● **SOURCE TEXT**:
== Segment start ==
Wed, 10/13/2010 - 1:12pm Permalink
Arlene Williams (not verified)

In reply to by Leonard Krivit… (not verified)

I am so in agreement with your statement that I would like permission to reprint it on my website.  I am an almost 74 yr old activist living in NYC .Cannabis saved my life helping me to fight off a spreading 3rd stage breast cancer. I also worked as a volunteer in an Aids hospice. I know first hand that it works as an alternative RX for many people. I also think if a person can legally drink or smoke cigarettes they should also have the option  to be able to safely enjoy marijuana for recreational use...It is definitely not a gateway drug. I have yet to mug someones grandma, rob a 7/11, stick a crack pipe in my mouth or a needle in my arm. People who do these things have other problems and are going to do whatever with or without cannabis. Thank you for an intelligent, right to the point piece on one of the most maligned subjects that I can think of. Its all about education...society needs to reeducate themselves. You do not have to indulge to be a supporter of someones' right to do indulge in cannabis.

Thu, 10/14/2010 - 3:25pm Permalink
Chase Sullivan (not verified)

i might not live in Washington, but here are my answers lol. Come on Alabama, let's legalize medicinal marijuana, and soon after California legalizes it completely, Alabama should follow as well.


Yes, my attitude towards marijuana, has grown strong over the past year, after of course i realized "it's not so bad after all", and how the government lied about it.

Yes, i do support a states law to have medical marijuana.

Yes, i am extremely comfortable with the idea that a medical marijuana dispensary could be in my neighborhood.

And Yes, i do support the legalization of marijuana to purchase it and possess it.

Wed, 10/13/2010 - 1:47pm Permalink
SpyDr ByTe (not verified)
== Segment end ==
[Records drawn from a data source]
== Segment start ==
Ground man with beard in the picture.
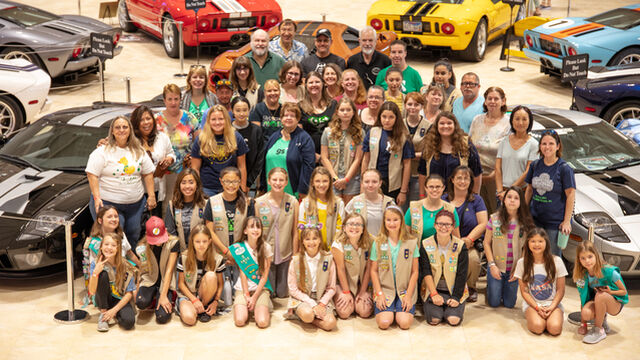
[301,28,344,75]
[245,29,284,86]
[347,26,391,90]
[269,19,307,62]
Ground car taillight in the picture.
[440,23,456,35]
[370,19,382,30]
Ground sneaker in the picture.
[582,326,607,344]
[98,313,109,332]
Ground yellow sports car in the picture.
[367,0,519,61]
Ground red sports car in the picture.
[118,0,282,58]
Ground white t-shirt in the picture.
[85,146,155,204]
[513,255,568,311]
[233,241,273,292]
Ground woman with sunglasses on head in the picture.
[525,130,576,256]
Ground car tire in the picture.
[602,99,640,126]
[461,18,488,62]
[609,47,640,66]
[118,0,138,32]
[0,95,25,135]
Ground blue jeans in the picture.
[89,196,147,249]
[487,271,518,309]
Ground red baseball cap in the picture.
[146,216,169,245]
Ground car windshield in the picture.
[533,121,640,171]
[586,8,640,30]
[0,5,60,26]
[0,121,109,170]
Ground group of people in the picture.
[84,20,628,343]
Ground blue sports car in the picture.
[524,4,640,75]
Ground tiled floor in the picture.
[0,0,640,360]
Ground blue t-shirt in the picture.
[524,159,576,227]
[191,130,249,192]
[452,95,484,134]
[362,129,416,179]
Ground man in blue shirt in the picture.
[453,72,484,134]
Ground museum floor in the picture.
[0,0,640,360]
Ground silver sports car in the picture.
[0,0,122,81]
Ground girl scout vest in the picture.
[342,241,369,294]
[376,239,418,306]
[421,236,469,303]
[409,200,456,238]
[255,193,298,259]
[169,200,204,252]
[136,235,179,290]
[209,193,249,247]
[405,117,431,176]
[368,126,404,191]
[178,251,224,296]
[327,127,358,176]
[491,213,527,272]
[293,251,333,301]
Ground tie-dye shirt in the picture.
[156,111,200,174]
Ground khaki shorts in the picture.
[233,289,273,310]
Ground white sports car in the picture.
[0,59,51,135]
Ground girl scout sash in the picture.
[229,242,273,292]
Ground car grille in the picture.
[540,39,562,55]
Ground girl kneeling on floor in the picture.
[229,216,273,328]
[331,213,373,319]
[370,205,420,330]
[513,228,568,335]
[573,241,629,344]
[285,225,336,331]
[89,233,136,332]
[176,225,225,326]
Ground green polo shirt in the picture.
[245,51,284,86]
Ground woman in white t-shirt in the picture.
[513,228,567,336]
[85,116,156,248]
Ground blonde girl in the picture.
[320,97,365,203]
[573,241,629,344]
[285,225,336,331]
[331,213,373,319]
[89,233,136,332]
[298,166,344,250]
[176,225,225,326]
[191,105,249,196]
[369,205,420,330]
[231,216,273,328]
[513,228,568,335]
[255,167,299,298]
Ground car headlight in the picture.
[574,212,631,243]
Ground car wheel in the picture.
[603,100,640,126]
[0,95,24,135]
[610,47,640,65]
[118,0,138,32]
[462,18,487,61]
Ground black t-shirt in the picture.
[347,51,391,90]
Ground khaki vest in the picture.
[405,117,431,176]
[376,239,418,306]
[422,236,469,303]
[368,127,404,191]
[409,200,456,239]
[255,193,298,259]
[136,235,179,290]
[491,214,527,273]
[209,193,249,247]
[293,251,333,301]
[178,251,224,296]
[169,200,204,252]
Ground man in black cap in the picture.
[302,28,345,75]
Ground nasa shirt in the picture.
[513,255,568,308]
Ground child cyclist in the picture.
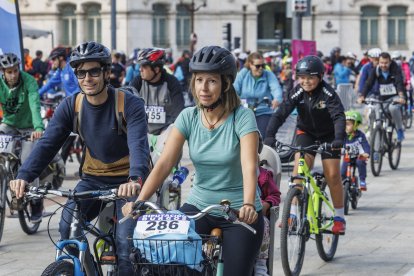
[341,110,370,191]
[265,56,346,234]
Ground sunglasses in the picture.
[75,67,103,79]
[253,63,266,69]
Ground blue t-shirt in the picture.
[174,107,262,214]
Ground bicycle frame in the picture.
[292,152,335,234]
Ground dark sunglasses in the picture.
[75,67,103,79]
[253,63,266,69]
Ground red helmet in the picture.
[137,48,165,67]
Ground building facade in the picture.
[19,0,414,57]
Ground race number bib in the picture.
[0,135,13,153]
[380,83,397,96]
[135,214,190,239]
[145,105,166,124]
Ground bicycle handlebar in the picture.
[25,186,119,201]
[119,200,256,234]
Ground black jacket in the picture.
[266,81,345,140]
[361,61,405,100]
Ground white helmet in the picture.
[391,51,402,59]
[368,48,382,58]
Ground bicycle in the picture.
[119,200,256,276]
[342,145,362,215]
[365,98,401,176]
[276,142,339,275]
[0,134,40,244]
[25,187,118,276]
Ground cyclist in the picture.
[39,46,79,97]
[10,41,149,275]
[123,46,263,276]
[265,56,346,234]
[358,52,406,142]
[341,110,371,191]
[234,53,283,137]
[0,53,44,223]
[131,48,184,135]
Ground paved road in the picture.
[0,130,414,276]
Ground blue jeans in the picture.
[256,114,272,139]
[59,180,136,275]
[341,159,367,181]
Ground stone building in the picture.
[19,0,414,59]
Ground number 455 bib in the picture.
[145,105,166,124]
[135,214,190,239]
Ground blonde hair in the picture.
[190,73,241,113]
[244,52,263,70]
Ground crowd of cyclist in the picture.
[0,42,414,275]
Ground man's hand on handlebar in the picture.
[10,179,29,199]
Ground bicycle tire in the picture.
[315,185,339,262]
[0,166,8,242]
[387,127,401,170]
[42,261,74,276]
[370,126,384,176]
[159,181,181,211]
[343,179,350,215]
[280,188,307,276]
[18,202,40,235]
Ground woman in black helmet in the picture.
== Segment end ==
● **TASK DIRECTIONS**: Copy out the comment thread on marijuana legalization in full, word for word. The items have no role in this work.

● **WRITTEN RESPONSE**:
Wed, 10/13/2010 - 1:12pm Permalink
Arlene Williams (not verified)

In reply to by Leonard Krivit… (not verified)

I am so in agreement with your statement that I would like permission to reprint it on my website.  I am an almost 74 yr old activist living in NYC .Cannabis saved my life helping me to fight off a spreading 3rd stage breast cancer. I also worked as a volunteer in an Aids hospice. I know first hand that it works as an alternative RX for many people. I also think if a person can legally drink or smoke cigarettes they should also have the option  to be able to safely enjoy marijuana for recreational use...It is definitely not a gateway drug. I have yet to mug someones grandma, rob a 7/11, stick a crack pipe in my mouth or a needle in my arm. People who do these things have other problems and are going to do whatever with or without cannabis. Thank you for an intelligent, right to the point piece on one of the most maligned subjects that I can think of. Its all about education...society needs to reeducate themselves. You do not have to indulge to be a supporter of someones' right to do indulge in cannabis.

Thu, 10/14/2010 - 3:25pm Permalink
Chase Sullivan (not verified)

i might not live in Washington, but here are my answers lol. Come on Alabama, let's legalize medicinal marijuana, and soon after California legalizes it completely, Alabama should follow as well.


Yes, my attitude towards marijuana, has grown strong over the past year, after of course i realized "it's not so bad after all", and how the government lied about it.

Yes, i do support a states law to have medical marijuana.

Yes, i am extremely comfortable with the idea that a medical marijuana dispensary could be in my neighborhood.

And Yes, i do support the legalization of marijuana to purchase it and possess it.

Wed, 10/13/2010 - 1:47pm Permalink
SpyDr ByTe (not verified)